Items stored from a collection:
○ ○ ○ ○ ○ ○ ○

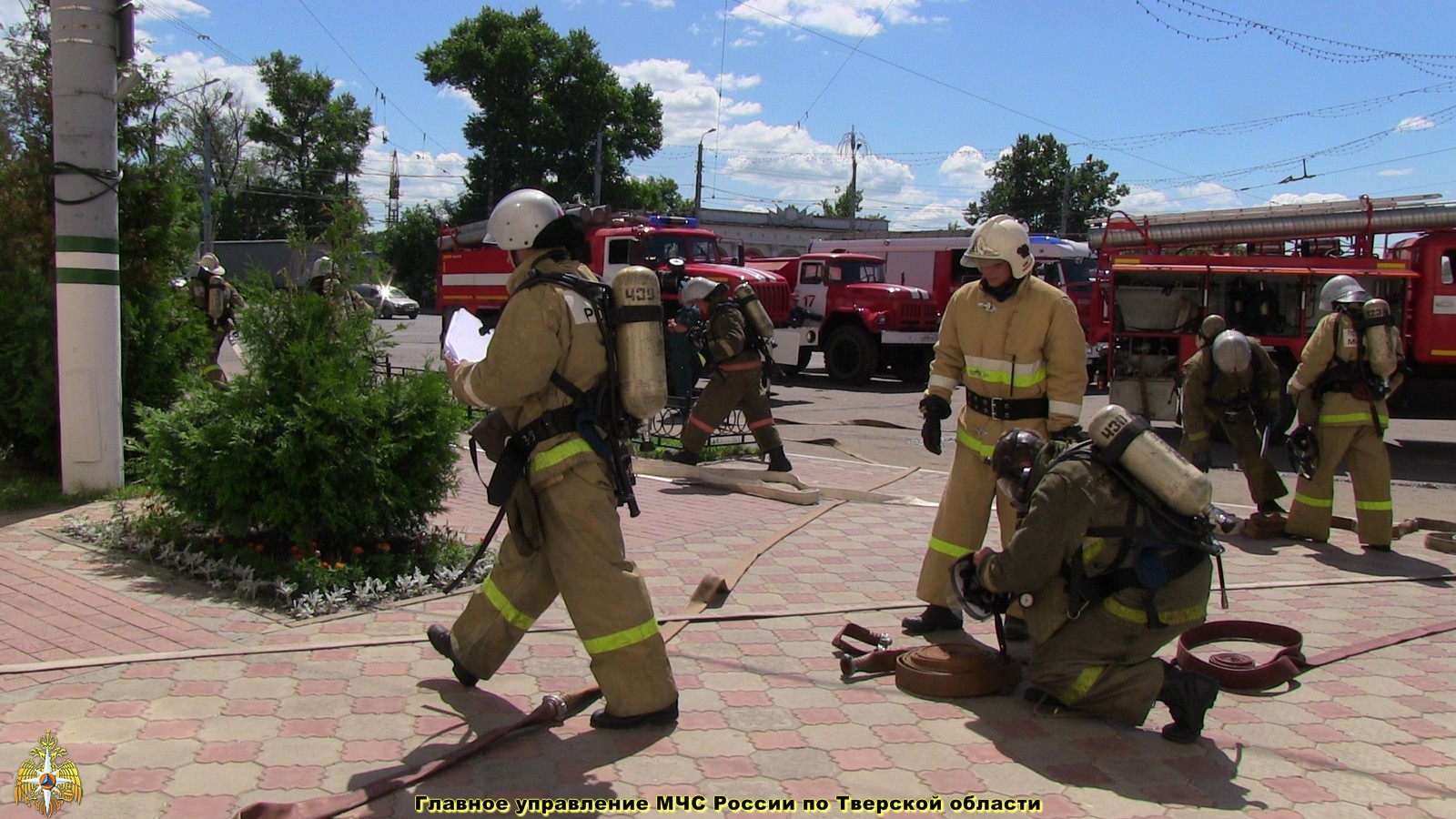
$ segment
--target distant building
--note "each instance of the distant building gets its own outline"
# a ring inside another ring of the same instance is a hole
[[[868,239],[890,233],[885,219],[831,219],[812,216],[795,205],[775,211],[741,211],[702,208],[702,227],[725,239],[743,242],[743,254],[754,256],[798,256],[810,249],[812,239]]]

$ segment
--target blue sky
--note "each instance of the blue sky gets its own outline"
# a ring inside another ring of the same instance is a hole
[[[0,0],[0,20],[23,1]],[[416,55],[480,4],[144,4],[138,36],[178,89],[220,77],[264,105],[249,61],[282,50],[371,106],[363,187],[376,219],[392,150],[406,207],[460,189],[472,106],[427,83]],[[1123,207],[1134,214],[1456,188],[1449,0],[536,6],[561,34],[587,29],[619,77],[661,99],[662,150],[633,173],[670,176],[692,198],[703,140],[705,207],[817,210],[849,184],[852,130],[865,210],[901,230],[960,222],[1022,133],[1105,159],[1133,187]]]

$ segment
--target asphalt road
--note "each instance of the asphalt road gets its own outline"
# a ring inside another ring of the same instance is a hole
[[[403,367],[440,367],[440,316],[379,321],[390,331],[395,347],[390,360]],[[226,361],[224,361],[226,364]],[[948,471],[955,452],[954,426],[942,428],[942,455],[930,455],[920,444],[922,386],[893,379],[875,379],[860,388],[846,388],[828,380],[818,354],[801,375],[773,389],[773,414],[779,421],[791,455],[853,458],[897,466]],[[1083,420],[1107,404],[1107,395],[1088,395]],[[1158,424],[1158,431],[1176,443],[1178,428]],[[1395,475],[1396,519],[1456,519],[1456,421],[1411,421],[1395,418],[1386,433]],[[1290,490],[1294,478],[1287,472],[1283,452],[1275,466],[1286,469]],[[1216,444],[1213,455],[1214,497],[1230,510],[1243,512],[1248,488],[1235,466],[1233,449]],[[1287,500],[1287,498],[1286,498]],[[1287,504],[1286,504],[1287,506]],[[1337,514],[1353,507],[1348,481],[1335,488]]]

○ ○ ○ ○ ○ ○ ○

(THE PROBLEM): Pick out every line of the listing above that contains the word "building", and copy each one. Letter case must match.

(RESPONSE TO THE EXERCISE):
--target distant building
--note "each instance of the distant building gets its own outline"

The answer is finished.